* BEGIN *

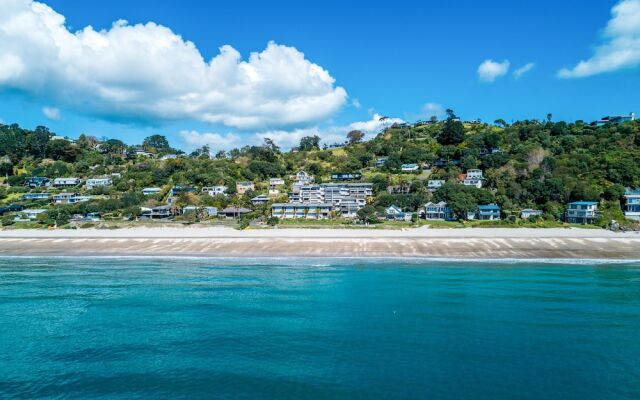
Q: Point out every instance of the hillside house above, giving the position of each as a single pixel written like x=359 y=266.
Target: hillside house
x=244 y=187
x=632 y=204
x=66 y=182
x=582 y=212
x=97 y=182
x=151 y=191
x=215 y=190
x=437 y=211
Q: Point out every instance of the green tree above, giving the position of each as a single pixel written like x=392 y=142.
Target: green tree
x=452 y=132
x=155 y=143
x=309 y=143
x=355 y=136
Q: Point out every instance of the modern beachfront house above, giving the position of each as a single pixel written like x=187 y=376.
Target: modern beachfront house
x=159 y=212
x=215 y=190
x=29 y=214
x=37 y=181
x=301 y=211
x=632 y=204
x=97 y=182
x=395 y=213
x=434 y=184
x=151 y=191
x=346 y=176
x=582 y=212
x=260 y=199
x=177 y=190
x=274 y=185
x=488 y=212
x=473 y=177
x=529 y=212
x=69 y=198
x=244 y=187
x=66 y=182
x=36 y=196
x=437 y=211
x=302 y=178
x=409 y=167
x=381 y=161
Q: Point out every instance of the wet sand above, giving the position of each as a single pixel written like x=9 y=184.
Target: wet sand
x=420 y=243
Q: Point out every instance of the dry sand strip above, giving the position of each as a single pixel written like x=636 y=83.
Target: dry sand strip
x=623 y=248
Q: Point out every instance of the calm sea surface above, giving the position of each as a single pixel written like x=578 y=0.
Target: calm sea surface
x=318 y=329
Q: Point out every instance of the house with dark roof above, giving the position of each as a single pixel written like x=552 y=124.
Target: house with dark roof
x=582 y=212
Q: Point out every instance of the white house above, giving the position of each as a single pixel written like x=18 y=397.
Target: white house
x=582 y=212
x=260 y=199
x=409 y=167
x=473 y=177
x=437 y=211
x=29 y=214
x=632 y=204
x=528 y=212
x=434 y=184
x=66 y=182
x=215 y=190
x=151 y=191
x=244 y=187
x=69 y=198
x=302 y=178
x=275 y=184
x=303 y=211
x=395 y=213
x=97 y=182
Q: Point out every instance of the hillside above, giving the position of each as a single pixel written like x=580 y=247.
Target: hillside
x=540 y=165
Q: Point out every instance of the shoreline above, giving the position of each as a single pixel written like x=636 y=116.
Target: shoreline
x=419 y=243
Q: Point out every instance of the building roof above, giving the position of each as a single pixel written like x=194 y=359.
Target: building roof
x=307 y=205
x=34 y=211
x=489 y=207
x=632 y=192
x=432 y=204
x=235 y=210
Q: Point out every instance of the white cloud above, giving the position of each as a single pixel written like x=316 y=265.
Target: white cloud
x=51 y=113
x=432 y=109
x=216 y=141
x=147 y=72
x=489 y=70
x=621 y=44
x=517 y=74
x=376 y=124
x=286 y=139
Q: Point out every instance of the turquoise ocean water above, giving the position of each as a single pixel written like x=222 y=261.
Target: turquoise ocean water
x=318 y=329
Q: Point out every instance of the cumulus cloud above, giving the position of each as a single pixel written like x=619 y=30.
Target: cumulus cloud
x=51 y=113
x=376 y=124
x=621 y=44
x=147 y=72
x=216 y=141
x=523 y=70
x=286 y=139
x=432 y=109
x=490 y=70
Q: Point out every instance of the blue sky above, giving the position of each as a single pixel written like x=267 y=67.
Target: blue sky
x=405 y=59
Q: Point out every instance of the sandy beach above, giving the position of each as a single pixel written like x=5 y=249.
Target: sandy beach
x=485 y=243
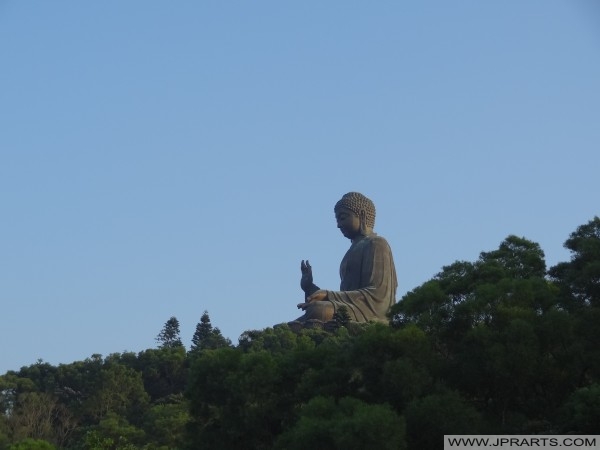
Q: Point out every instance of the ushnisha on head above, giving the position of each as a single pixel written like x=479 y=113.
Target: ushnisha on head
x=364 y=210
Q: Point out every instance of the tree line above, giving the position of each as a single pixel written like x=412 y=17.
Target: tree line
x=500 y=345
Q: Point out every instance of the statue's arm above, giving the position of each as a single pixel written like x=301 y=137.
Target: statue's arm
x=306 y=282
x=378 y=287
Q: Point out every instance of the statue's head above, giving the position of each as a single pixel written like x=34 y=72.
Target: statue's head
x=361 y=206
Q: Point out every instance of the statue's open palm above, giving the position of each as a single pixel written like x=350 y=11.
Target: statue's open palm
x=306 y=282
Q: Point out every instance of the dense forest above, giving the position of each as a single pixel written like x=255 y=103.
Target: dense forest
x=501 y=345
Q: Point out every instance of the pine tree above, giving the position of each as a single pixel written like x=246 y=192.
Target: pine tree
x=169 y=336
x=207 y=336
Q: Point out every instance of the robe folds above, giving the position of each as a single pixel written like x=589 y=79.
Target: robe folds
x=368 y=280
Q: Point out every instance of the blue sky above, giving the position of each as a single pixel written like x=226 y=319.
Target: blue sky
x=160 y=159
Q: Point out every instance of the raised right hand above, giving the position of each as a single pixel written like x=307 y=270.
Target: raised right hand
x=306 y=282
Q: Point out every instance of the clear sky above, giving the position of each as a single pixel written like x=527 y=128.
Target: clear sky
x=160 y=159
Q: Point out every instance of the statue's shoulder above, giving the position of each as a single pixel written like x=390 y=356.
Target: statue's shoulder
x=377 y=241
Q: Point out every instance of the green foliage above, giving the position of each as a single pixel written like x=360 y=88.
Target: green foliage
x=207 y=337
x=581 y=413
x=349 y=423
x=169 y=335
x=32 y=444
x=430 y=417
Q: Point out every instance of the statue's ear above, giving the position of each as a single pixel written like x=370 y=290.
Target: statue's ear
x=362 y=215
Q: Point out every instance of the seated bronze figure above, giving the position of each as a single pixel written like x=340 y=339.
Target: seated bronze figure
x=368 y=277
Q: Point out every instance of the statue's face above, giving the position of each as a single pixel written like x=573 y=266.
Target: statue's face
x=348 y=222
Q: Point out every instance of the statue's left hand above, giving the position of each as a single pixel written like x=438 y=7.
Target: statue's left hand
x=318 y=296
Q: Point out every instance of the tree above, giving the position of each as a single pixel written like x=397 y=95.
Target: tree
x=207 y=337
x=579 y=279
x=341 y=316
x=169 y=336
x=348 y=423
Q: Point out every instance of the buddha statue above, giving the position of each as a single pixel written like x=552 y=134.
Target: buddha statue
x=368 y=277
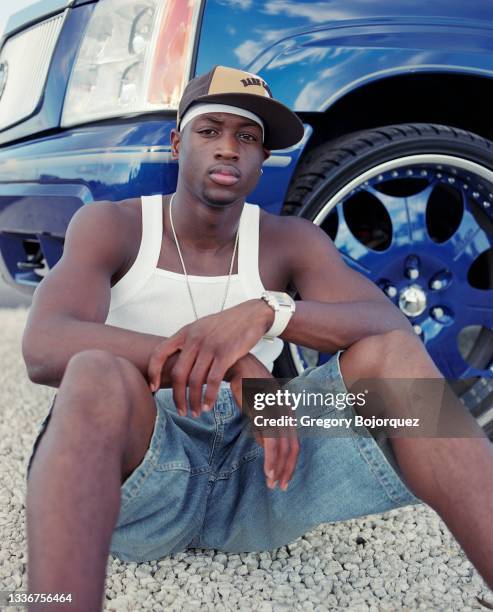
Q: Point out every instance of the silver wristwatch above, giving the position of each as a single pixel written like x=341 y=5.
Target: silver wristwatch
x=283 y=306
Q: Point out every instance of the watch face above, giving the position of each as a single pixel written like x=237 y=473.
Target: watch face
x=283 y=299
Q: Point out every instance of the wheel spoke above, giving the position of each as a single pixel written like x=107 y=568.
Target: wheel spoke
x=468 y=241
x=447 y=357
x=478 y=307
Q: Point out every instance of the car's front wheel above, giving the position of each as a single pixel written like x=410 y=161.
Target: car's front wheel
x=411 y=207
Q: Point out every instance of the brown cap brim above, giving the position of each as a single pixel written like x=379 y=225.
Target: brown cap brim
x=283 y=128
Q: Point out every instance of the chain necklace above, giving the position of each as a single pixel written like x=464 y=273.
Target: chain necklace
x=183 y=263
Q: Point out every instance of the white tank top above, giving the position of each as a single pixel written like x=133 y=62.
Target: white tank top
x=150 y=300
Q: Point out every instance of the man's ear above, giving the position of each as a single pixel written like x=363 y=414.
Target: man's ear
x=175 y=143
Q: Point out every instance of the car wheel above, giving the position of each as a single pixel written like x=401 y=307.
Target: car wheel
x=411 y=207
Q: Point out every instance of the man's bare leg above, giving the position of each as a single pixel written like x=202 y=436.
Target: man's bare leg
x=452 y=475
x=98 y=434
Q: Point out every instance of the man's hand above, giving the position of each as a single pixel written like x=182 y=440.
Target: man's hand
x=208 y=348
x=281 y=452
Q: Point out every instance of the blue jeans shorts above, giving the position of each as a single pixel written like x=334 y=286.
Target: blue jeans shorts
x=201 y=483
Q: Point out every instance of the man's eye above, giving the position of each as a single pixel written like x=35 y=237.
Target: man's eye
x=249 y=137
x=207 y=131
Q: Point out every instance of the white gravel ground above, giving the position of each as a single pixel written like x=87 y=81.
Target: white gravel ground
x=404 y=559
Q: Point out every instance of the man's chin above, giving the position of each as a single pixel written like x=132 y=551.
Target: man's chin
x=222 y=197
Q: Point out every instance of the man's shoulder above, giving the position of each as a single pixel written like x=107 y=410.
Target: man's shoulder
x=286 y=227
x=101 y=216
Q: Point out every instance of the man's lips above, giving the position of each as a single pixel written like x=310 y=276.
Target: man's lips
x=224 y=175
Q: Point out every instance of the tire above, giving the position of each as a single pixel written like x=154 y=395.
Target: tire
x=415 y=200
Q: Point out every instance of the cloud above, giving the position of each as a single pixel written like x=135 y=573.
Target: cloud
x=248 y=50
x=241 y=4
x=318 y=12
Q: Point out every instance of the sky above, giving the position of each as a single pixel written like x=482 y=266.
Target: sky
x=7 y=7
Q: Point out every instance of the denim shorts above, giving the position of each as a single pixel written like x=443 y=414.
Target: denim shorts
x=201 y=483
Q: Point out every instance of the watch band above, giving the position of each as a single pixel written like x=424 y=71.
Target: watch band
x=283 y=306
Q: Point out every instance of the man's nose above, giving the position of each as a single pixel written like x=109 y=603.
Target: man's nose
x=227 y=147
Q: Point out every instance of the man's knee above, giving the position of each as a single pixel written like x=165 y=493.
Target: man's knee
x=375 y=356
x=95 y=388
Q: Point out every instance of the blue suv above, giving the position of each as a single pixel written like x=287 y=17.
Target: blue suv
x=396 y=163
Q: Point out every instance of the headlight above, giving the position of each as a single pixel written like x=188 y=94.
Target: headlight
x=135 y=56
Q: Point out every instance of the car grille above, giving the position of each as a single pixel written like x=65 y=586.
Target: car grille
x=24 y=63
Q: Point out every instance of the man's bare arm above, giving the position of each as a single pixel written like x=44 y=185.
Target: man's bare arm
x=71 y=304
x=339 y=306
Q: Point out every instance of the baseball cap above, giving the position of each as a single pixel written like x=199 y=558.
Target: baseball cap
x=224 y=85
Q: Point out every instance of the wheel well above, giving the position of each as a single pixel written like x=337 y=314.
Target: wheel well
x=462 y=101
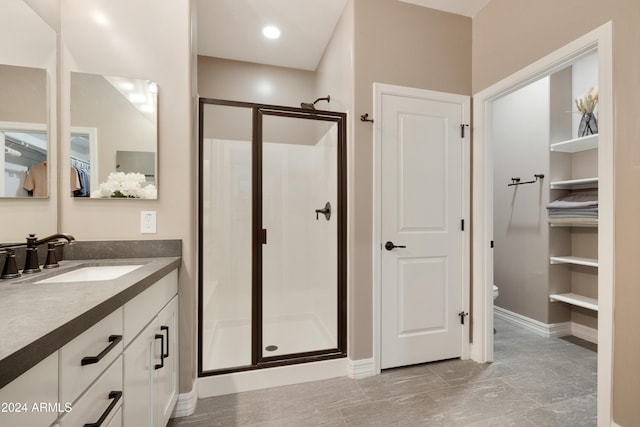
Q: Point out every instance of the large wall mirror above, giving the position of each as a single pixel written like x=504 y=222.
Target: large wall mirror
x=114 y=137
x=27 y=52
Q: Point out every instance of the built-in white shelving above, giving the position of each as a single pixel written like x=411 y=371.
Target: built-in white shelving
x=574 y=184
x=577 y=300
x=589 y=262
x=576 y=145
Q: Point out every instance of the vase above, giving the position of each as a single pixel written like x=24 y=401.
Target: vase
x=588 y=125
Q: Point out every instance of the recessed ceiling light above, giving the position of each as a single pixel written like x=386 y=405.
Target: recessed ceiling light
x=271 y=32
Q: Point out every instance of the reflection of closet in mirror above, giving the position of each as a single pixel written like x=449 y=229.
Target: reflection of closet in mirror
x=123 y=112
x=84 y=155
x=24 y=163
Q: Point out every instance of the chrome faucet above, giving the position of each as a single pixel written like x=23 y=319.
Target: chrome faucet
x=31 y=264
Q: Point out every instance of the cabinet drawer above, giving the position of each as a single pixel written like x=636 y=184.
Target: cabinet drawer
x=83 y=359
x=101 y=402
x=38 y=386
x=142 y=309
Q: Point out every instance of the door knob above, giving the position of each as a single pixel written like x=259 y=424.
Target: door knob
x=390 y=246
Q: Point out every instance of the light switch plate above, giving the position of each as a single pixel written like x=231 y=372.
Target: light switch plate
x=148 y=222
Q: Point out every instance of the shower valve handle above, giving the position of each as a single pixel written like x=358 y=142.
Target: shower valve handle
x=390 y=246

* END *

Directions:
Reproduce, word for word, the records above from the line containing "Q: Point out every instance of the cabinet" up to and including the last line of the records.

Complete output:
Q: Point out every instance of the cabinet drawer above, giving the position of each as a single pixel written like x=636 y=184.
Target: cabinet drawer
x=83 y=359
x=101 y=402
x=38 y=386
x=142 y=309
Q: Point out every instance of the door knob above, giving the position of each as a single pixel written like x=259 y=424.
Target: door knob
x=390 y=246
Q: Point out every instance of the light switch plate above, giving the position of each as a single pixel written like x=231 y=372.
Target: light switch plate
x=148 y=222
Q: Point out every instance of the shower valve handle above, giving the position of each as a single pixel written like x=358 y=142.
Target: shower valve handle
x=390 y=246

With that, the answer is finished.